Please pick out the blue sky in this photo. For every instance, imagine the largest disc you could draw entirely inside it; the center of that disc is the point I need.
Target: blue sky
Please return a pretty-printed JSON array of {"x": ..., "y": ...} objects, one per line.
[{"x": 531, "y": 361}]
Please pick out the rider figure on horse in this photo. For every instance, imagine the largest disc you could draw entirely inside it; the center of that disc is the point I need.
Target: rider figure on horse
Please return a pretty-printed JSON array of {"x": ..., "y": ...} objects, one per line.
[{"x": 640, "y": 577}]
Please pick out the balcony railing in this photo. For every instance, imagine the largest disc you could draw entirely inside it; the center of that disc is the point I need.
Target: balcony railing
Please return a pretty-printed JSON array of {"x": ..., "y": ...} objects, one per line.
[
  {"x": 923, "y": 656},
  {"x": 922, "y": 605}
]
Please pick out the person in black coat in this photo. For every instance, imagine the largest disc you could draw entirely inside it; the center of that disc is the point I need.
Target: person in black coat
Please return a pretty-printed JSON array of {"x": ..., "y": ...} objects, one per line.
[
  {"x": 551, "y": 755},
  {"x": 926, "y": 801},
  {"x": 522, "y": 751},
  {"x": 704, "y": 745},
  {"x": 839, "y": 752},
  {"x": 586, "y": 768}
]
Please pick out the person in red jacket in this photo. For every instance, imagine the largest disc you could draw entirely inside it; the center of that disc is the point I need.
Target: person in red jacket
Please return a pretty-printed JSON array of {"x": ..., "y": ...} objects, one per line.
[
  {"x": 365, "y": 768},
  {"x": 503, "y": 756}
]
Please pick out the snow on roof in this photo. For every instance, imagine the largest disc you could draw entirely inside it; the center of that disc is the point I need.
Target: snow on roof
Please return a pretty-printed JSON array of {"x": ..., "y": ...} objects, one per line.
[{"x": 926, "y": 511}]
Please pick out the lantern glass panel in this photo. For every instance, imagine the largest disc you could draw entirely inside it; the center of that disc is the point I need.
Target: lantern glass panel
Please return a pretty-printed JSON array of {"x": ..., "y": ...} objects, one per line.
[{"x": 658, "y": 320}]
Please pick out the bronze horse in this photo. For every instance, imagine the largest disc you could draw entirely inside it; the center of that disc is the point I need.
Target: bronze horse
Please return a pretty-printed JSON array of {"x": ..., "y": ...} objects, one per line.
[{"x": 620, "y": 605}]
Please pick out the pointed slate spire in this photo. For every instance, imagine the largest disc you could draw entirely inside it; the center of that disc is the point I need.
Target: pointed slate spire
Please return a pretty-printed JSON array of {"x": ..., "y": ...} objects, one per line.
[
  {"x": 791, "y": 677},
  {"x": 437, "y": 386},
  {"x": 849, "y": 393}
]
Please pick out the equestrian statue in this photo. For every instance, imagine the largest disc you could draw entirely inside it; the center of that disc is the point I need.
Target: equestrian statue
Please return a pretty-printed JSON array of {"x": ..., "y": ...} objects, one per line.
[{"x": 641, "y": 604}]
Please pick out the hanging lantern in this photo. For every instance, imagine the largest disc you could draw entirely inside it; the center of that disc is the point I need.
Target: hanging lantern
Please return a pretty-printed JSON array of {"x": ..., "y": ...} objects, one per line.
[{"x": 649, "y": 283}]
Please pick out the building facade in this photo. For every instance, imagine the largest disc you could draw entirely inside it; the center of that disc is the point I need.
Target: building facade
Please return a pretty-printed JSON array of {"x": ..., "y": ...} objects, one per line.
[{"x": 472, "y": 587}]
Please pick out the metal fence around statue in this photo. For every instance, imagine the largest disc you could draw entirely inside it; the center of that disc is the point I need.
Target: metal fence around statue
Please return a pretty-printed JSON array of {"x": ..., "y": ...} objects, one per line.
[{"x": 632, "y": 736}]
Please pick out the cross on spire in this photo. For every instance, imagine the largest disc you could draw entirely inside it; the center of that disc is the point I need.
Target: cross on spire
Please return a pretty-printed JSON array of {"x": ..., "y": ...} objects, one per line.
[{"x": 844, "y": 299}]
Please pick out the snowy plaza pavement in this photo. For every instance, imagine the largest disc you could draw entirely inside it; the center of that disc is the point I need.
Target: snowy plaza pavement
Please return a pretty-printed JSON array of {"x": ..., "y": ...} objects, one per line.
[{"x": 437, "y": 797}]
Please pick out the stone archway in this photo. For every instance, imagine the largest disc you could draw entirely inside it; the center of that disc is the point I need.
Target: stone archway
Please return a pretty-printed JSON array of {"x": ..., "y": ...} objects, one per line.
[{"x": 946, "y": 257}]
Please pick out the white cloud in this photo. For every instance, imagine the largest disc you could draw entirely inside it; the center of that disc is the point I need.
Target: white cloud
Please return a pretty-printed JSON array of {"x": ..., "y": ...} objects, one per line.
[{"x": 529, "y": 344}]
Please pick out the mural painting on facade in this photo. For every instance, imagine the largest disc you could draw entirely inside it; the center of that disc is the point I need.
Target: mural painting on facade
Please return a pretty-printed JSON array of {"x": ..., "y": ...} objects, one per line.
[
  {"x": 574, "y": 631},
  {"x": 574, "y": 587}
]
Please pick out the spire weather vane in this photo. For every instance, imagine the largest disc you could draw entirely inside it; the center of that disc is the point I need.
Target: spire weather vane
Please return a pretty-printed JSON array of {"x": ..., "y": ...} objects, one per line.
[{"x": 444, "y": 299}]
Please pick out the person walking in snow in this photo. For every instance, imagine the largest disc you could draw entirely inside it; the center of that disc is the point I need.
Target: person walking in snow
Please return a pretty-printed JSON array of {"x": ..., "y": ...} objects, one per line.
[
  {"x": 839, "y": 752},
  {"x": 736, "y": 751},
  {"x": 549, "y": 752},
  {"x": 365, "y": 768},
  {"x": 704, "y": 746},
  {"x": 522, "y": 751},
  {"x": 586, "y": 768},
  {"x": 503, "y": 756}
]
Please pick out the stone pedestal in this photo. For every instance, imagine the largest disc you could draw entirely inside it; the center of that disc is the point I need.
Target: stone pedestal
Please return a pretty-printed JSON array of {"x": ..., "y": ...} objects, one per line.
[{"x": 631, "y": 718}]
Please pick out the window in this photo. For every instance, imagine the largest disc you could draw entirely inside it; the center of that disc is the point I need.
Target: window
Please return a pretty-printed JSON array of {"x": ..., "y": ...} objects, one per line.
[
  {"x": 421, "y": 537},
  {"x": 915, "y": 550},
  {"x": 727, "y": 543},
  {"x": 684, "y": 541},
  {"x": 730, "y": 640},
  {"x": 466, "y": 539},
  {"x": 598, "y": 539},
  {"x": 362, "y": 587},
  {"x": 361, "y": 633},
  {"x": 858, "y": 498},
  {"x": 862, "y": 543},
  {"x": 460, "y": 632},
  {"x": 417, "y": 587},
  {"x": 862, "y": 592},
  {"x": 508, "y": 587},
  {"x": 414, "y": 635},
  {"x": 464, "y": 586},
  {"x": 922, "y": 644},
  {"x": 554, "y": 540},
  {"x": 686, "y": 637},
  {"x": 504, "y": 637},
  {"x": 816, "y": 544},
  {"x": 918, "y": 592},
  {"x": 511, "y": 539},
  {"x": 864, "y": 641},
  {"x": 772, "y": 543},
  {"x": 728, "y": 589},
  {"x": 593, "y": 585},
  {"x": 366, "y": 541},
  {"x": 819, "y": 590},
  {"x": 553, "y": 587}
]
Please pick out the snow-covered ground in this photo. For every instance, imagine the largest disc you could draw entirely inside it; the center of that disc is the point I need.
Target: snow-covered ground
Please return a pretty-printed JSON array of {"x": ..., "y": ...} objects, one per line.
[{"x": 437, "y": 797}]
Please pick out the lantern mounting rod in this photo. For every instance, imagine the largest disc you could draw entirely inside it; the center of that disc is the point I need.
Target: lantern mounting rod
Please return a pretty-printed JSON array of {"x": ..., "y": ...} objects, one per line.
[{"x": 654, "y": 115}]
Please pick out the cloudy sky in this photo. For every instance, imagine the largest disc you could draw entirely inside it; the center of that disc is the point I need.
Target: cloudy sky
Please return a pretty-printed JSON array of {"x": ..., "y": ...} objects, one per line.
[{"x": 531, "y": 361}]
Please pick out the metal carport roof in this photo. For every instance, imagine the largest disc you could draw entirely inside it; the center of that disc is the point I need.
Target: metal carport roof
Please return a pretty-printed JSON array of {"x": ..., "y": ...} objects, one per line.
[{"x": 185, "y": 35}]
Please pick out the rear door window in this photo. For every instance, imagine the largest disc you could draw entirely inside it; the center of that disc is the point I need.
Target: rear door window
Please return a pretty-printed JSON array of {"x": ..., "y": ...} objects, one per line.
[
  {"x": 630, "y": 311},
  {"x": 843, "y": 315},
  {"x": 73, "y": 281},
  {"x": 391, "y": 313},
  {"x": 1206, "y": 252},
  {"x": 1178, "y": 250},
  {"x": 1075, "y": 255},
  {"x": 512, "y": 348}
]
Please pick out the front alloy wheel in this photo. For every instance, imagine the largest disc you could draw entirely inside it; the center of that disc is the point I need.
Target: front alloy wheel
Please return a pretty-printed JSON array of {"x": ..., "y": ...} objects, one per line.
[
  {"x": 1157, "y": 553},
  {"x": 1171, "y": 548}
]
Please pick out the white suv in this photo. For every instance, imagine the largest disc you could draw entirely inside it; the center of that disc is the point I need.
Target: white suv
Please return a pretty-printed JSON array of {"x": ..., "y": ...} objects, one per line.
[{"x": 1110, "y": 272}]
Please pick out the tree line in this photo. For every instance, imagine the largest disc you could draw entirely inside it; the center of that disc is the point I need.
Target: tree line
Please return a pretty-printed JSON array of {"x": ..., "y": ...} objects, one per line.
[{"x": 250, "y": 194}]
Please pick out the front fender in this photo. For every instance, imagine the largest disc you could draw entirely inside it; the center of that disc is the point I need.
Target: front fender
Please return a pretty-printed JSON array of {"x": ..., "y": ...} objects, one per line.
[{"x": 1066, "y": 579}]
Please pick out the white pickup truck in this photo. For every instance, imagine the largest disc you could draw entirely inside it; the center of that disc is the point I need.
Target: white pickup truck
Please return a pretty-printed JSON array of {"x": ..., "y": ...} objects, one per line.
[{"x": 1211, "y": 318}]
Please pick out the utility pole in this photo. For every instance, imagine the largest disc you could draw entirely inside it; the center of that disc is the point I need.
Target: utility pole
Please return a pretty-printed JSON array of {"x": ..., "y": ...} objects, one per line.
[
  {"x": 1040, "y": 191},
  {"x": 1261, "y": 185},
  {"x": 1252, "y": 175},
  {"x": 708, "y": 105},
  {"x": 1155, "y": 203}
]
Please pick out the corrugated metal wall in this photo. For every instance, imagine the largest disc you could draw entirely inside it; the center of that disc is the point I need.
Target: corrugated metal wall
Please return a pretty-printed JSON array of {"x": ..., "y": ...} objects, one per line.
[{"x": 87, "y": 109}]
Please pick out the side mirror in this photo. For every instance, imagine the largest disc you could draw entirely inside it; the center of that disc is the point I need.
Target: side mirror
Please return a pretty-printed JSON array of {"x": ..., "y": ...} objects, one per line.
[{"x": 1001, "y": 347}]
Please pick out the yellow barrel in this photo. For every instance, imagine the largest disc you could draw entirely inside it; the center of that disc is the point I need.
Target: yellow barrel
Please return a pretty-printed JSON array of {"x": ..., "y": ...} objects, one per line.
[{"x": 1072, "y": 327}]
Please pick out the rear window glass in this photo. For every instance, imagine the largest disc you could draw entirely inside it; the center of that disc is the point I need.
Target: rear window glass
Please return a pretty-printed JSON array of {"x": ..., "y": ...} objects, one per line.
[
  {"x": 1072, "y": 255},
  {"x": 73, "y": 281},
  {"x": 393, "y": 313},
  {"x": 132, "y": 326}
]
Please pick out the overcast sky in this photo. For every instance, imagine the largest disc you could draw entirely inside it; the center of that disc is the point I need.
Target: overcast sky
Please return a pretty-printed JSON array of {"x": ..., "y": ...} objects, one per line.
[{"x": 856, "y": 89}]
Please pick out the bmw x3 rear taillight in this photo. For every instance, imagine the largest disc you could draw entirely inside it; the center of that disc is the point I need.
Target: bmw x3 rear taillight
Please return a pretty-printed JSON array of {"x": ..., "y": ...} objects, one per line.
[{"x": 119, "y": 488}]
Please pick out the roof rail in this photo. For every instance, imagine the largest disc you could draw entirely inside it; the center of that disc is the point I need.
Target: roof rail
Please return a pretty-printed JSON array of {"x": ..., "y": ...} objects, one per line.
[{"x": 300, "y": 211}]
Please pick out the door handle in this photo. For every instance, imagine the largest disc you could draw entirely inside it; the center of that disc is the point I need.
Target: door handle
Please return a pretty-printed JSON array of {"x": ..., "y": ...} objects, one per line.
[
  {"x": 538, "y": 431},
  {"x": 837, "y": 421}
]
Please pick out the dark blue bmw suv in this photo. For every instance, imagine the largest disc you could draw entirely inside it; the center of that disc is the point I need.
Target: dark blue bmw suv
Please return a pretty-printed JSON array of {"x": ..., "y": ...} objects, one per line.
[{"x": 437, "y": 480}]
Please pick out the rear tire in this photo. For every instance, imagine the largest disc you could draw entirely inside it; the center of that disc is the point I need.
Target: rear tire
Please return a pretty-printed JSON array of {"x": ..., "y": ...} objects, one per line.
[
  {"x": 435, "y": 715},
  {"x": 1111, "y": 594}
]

Problem requirements:
Starting with the line that contains "Please pick out the front fender" and going on through the line that contains "Target: front fender", render those lines as a numbered list, leaving out any blank lines.

Solution to the exercise:
1. Please pick out the front fender in this photo. For every instance, imagine the largest disc you could draw entirely inside it; the center of that disc is the point I need.
2. Target: front fender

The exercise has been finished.